Like the temperatures across the nation, prices at some hospitals have surged this month. And the culprit, say those responsible for the unprecedented midyear rate hikes, is the Balanced Budget Act of 1997.
In fact, some profitable hospitals appear to be using the law's Medicare spending limits as a justification for raising prices.
Eighty-five bed Campbell County Memorial Hospital in Gillette, Wyo., is raising its rates by 4.5% this month and putting a chunk of the blame on Medicare payment limits in the budget law. The same hospital enjoyed a multimillion-dollar profit this past year. But Campbell County is not alone in pointing to Medicare shortfalls to justify steep rate hikes. A growing chorus of other hospitals are heralding increases.
When the 1997 act was enacted, the Congressional Budget Office estimated the law would reduce hospital payments by $115 billion over five years. Since then, the American Hospital Association has released a report projecting that the law will reduce payments by an additional $71 billion.
Administrators at Campbell County Memorial could not quantify the budget-law-related impact on the facility, except to say that they expected a 5% decrease in overall Medicare reimbursements.
"We've been trying to cut expenses and stuff to keep the bottom line somewhere in the plus side," said Chief Executive Officer Dave Crow.
That plus side is a healthy $6.1 million profit on $31.6 million in revenues during the 11 months ended May 30. That's a 19.3% profit margin, or nearly three times the aggregate 6.6% margin that hospitals nationally enjoyed in 1997, according to the latest figures available from the AHA.
"This year, with the Balanced Budget Act and the way things are looking with Medicare, we're going to get a half-percent increase in our price structure," Crow said. "We've taken a large hit with home health during the last couple of years, so we had to offset those types of losses with increased prices."

===============

## PROBLEM
Write out word for word the part of the hospital pricing article starting with "Eighty-five bed Campbell" and going on through "overall Medicare reimbursements.".

===============

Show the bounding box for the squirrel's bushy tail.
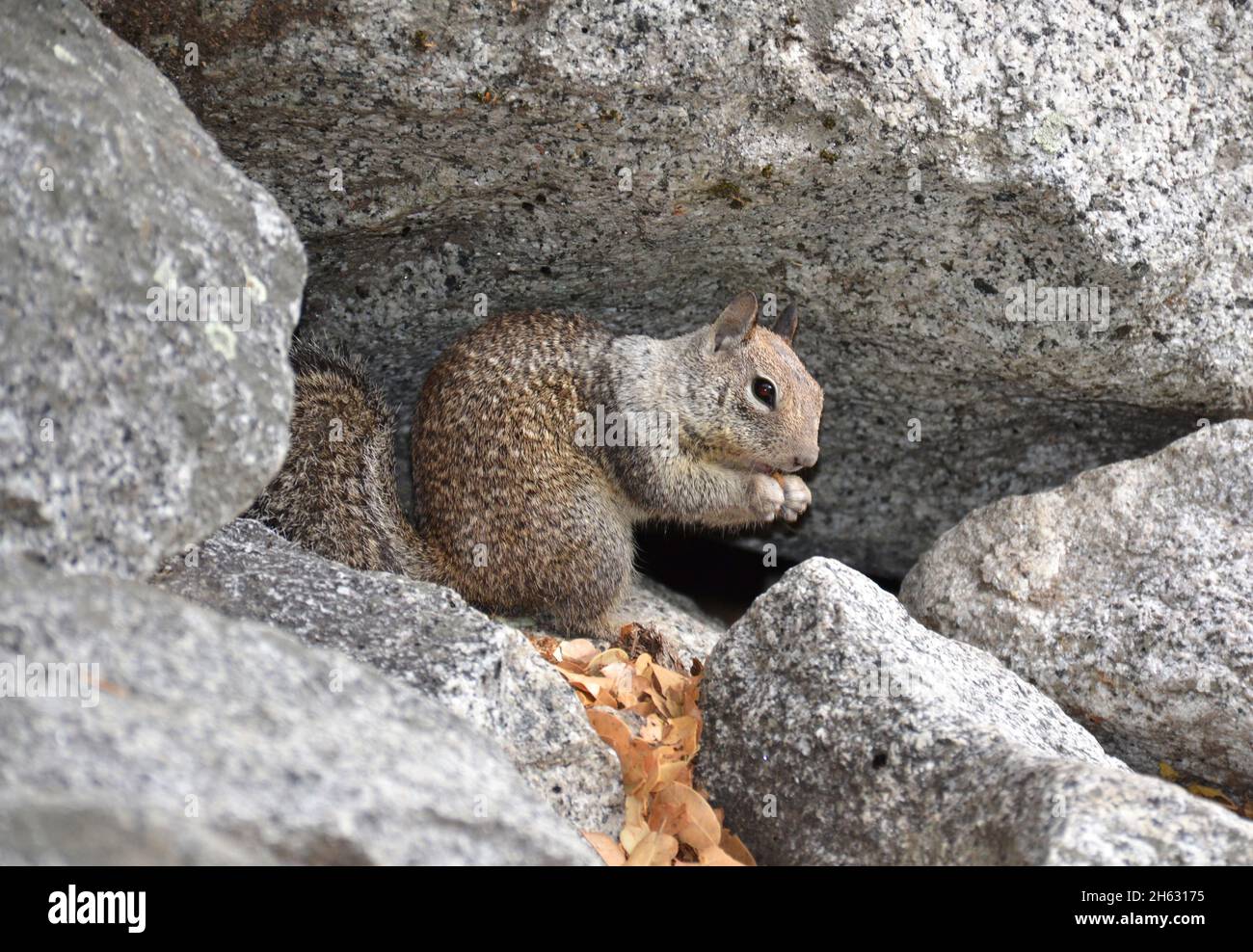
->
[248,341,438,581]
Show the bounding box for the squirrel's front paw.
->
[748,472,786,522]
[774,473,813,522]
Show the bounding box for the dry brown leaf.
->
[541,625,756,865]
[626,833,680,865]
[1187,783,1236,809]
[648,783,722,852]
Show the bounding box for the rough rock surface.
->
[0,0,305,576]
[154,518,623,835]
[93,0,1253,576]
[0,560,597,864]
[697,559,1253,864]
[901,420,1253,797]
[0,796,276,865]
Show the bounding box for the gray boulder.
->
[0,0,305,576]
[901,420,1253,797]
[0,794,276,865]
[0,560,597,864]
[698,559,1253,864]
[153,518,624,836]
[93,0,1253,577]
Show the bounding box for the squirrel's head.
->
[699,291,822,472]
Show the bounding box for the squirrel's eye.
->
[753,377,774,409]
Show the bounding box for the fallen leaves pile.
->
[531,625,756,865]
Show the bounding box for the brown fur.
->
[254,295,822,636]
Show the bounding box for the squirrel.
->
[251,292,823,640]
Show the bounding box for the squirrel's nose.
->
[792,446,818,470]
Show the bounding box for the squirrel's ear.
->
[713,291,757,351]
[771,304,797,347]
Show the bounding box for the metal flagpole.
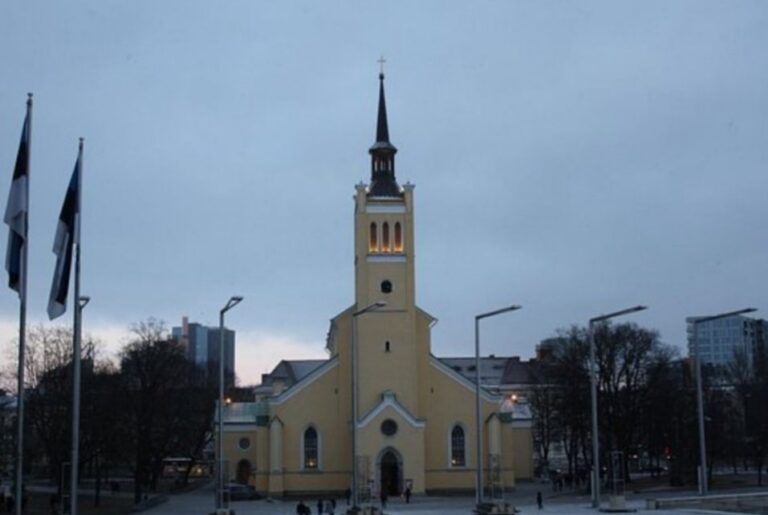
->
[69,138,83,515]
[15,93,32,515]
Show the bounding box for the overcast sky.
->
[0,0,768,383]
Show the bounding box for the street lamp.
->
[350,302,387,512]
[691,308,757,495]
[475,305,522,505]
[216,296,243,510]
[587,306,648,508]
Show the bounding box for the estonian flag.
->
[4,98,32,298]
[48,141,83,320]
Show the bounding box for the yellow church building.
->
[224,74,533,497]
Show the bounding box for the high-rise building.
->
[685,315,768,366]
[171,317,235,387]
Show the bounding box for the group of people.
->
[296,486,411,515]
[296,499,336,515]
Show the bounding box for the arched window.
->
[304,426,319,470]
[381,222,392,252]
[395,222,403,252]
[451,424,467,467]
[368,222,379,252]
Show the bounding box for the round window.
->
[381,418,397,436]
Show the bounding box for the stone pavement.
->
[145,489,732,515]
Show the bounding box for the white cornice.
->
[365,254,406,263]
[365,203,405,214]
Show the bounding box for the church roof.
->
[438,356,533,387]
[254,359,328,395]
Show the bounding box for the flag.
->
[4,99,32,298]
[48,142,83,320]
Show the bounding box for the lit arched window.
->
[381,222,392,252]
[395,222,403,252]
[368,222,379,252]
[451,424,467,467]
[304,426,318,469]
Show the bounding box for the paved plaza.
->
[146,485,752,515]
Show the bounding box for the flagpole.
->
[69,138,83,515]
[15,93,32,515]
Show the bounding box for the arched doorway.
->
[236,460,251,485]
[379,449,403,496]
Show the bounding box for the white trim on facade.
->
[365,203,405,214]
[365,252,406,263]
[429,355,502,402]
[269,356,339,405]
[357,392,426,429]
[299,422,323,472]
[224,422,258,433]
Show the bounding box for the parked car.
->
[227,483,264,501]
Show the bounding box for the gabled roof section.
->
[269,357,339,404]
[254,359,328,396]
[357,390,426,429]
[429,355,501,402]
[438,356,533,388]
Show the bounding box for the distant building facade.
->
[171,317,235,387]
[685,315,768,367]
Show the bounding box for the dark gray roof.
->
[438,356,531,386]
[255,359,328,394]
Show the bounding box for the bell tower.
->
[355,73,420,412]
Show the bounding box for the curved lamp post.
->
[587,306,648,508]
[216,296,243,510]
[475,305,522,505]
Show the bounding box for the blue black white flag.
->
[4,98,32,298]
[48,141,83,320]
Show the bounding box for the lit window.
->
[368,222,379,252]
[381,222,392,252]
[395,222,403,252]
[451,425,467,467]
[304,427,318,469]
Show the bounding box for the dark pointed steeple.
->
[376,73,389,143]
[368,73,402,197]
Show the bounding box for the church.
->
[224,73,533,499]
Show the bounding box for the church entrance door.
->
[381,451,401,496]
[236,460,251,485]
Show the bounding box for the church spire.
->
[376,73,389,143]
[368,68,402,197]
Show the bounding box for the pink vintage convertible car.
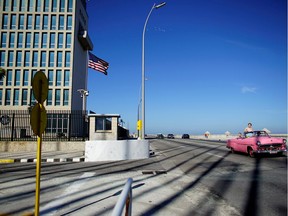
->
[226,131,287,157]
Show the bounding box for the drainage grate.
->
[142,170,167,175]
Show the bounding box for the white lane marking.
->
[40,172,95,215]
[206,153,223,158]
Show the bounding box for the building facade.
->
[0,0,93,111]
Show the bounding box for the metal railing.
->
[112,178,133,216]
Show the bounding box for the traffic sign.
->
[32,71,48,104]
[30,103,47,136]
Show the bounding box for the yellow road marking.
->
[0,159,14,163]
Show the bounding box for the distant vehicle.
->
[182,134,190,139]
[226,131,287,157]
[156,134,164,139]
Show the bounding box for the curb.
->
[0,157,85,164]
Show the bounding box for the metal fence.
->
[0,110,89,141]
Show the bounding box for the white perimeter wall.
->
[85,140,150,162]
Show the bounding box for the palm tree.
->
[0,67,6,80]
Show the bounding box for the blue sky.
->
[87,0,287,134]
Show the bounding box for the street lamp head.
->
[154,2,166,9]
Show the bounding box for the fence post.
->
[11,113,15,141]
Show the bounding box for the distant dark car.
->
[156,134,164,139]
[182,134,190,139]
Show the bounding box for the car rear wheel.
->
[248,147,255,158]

===============

## ANSWER TO THE EXERCISE
Eighty-five bed Campbell County Memorial Hospital in Gillette, Wyo., is raising its rates by 4.5% this month and putting a chunk of the blame on Medicare payment limits in the budget law. The same hospital enjoyed a multimillion-dollar profit this past year. But Campbell County is not alone in pointing to Medicare shortfalls to justify steep rate hikes. A growing chorus of other hospitals are heralding increases.
When the 1997 act was enacted, the Congressional Budget Office estimated the law would reduce hospital payments by $115 billion over five years. Since then, the American Hospital Association has released a report projecting that the law will reduce payments by an additional $71 billion.
Administrators at Campbell County Memorial could not quantify the budget-law-related impact on the facility, except to say that they expected a 5% decrease in overall Medicare reimbursements.